TASK TO CARRY OUT - Select every line of the records that contains the string "slice", and copy each one in full.

MATERIAL FOR THIS TASK -
↓↓↓

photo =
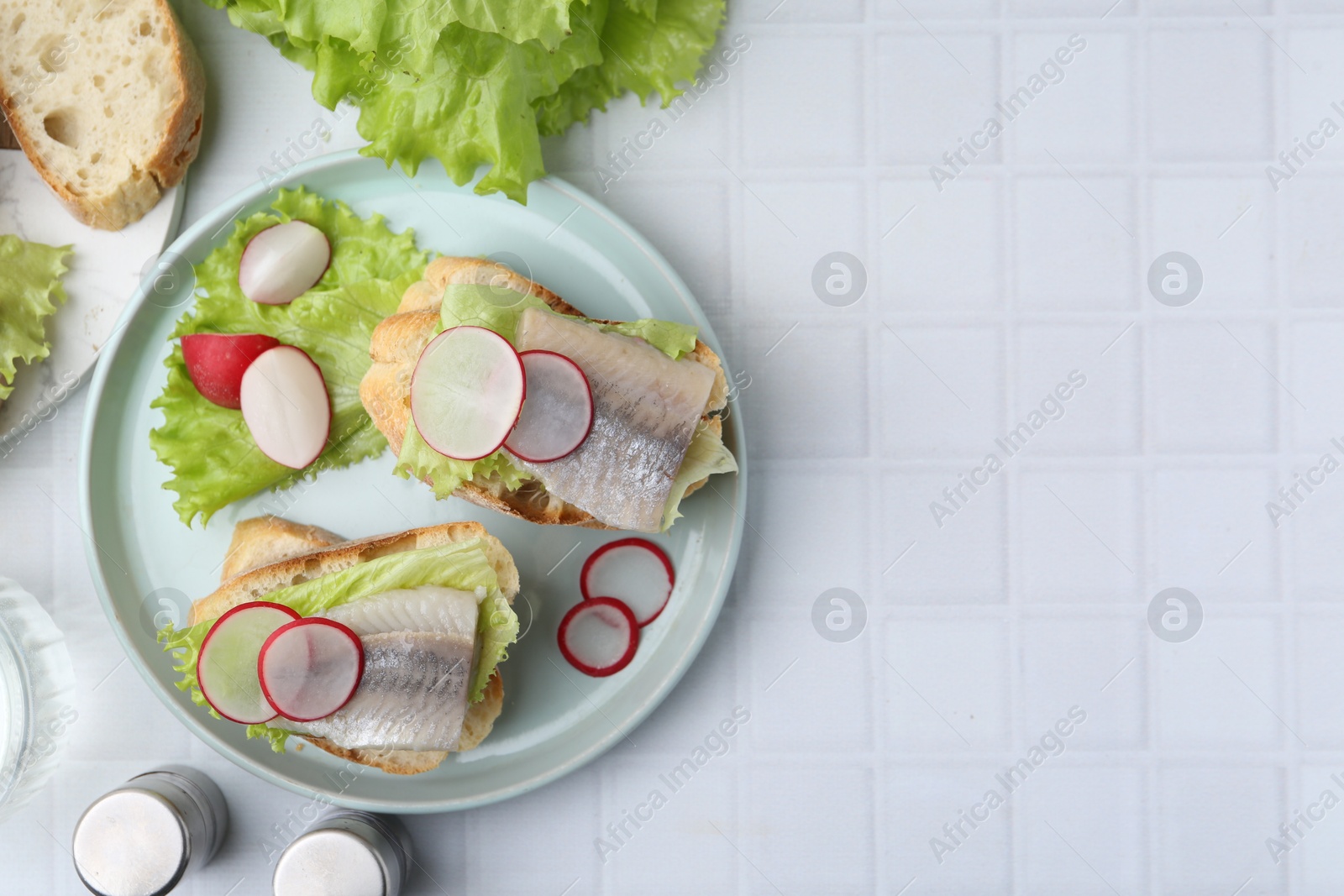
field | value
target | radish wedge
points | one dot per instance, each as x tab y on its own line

↑↑↑
↓↓↓

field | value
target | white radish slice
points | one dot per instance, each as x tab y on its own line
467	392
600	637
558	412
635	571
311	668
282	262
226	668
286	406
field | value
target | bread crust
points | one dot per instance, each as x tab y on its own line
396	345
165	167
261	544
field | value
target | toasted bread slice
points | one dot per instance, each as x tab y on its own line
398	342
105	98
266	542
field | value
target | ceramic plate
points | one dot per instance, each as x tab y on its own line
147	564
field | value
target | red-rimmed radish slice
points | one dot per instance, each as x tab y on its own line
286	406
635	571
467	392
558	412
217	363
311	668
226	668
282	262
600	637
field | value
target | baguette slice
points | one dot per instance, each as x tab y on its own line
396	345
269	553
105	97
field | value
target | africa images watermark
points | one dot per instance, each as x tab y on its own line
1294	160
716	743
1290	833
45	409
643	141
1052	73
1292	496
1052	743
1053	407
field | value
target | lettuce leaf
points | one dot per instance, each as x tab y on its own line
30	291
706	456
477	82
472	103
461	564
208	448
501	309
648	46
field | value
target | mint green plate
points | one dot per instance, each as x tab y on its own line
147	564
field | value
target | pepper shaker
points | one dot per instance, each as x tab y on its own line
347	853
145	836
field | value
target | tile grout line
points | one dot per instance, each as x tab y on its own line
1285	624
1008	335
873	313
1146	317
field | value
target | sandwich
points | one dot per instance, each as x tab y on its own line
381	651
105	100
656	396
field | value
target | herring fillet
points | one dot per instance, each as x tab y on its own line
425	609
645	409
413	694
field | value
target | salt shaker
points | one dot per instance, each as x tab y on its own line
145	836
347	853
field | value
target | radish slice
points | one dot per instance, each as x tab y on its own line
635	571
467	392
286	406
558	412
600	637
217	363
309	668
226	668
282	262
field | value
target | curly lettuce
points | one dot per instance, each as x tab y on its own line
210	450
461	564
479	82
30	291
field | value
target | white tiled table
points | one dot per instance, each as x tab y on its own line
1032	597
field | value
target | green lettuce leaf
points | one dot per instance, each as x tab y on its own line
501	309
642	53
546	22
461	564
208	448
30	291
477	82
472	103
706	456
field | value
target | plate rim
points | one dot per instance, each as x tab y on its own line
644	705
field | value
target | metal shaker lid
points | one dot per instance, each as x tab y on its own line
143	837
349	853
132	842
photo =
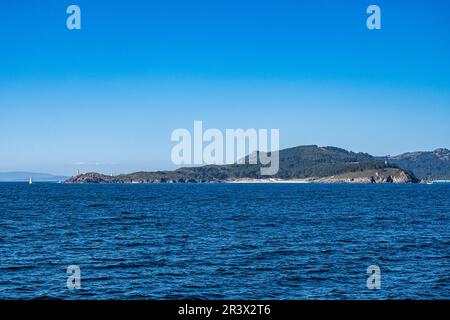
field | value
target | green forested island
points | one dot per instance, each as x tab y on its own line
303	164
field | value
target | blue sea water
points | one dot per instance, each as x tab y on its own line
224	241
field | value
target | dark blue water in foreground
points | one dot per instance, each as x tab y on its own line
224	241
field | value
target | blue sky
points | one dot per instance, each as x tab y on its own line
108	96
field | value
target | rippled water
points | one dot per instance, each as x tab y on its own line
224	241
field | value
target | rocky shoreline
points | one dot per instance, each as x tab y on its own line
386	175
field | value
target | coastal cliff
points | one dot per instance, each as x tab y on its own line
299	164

↑↑↑

EXERCISE OUTPUT -
target | white radish slice
target | toasted bread slice
target | red-rimmed radish slice
target | baguette slice
target | radish slice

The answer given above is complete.